- **Given exercise**
Locate each line in the listing below that holds the word "coat", and copy those lines out.

Records from a data collection:
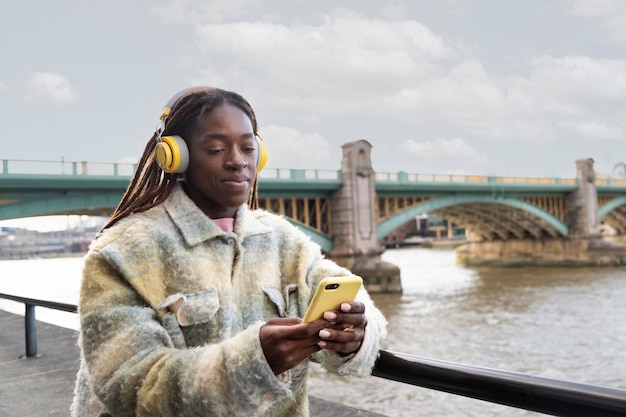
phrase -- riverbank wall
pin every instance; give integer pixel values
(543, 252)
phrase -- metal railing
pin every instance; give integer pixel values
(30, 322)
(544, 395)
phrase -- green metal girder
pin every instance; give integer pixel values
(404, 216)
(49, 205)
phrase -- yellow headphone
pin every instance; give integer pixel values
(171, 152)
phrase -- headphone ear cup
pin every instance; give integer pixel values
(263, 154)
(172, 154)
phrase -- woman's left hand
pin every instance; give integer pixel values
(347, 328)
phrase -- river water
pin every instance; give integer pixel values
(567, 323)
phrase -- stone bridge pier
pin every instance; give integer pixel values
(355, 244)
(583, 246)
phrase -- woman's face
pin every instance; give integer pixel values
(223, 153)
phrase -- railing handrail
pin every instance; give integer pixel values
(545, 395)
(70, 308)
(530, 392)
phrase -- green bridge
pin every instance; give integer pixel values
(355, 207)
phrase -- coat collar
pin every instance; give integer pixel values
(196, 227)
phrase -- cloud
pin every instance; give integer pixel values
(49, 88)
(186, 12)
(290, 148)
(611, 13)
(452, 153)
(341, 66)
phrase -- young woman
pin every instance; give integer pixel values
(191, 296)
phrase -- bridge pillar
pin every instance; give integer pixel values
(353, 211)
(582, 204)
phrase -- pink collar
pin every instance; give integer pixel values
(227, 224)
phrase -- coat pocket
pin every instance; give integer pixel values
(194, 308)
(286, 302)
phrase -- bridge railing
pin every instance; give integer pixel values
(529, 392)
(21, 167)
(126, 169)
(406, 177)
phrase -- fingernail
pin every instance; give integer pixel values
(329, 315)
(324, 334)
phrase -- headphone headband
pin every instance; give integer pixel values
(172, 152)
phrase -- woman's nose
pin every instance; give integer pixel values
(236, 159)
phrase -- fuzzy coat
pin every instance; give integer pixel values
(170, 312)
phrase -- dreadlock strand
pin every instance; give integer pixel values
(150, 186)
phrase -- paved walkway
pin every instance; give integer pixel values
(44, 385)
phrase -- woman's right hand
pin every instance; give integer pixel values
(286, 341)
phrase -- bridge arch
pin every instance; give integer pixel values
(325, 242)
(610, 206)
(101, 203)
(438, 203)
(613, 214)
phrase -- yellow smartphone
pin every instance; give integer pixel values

==

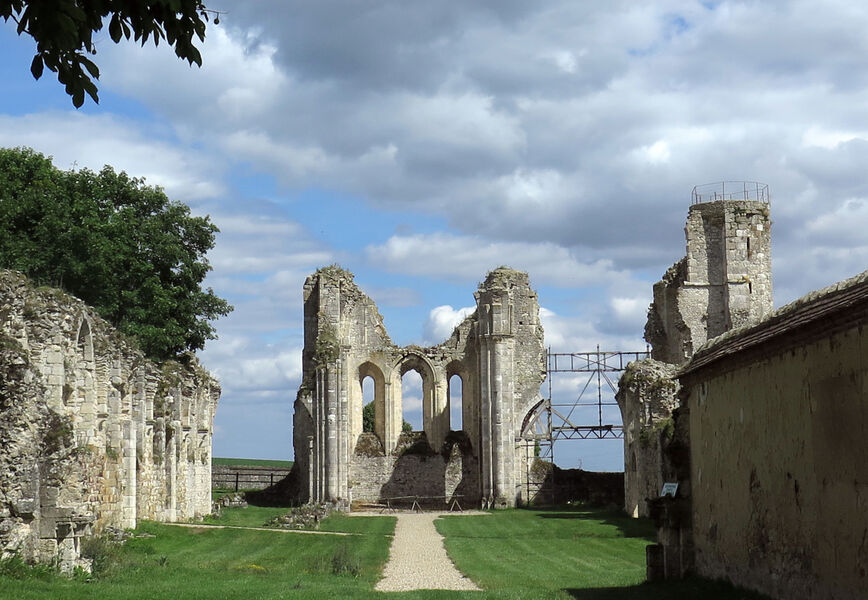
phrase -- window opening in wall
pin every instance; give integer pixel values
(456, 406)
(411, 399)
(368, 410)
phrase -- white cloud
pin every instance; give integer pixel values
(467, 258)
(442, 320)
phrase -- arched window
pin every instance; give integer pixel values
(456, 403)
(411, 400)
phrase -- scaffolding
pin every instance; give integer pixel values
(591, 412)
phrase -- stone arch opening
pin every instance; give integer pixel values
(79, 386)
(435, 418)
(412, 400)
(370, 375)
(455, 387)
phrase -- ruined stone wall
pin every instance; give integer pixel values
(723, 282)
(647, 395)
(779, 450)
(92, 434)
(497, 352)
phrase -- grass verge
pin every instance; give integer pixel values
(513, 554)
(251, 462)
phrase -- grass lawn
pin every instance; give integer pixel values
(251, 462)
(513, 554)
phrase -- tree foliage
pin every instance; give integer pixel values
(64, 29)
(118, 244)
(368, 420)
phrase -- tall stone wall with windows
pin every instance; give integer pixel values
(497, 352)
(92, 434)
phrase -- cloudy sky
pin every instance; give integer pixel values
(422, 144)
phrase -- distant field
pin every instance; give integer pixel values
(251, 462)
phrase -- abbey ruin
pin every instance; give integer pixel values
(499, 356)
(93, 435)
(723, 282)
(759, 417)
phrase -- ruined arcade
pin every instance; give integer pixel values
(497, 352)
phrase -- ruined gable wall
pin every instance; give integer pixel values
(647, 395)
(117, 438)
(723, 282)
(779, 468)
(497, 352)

- **Written solution**
phrase -- coat collar
phrase -- coat pocket
phrase -- fuzzy coat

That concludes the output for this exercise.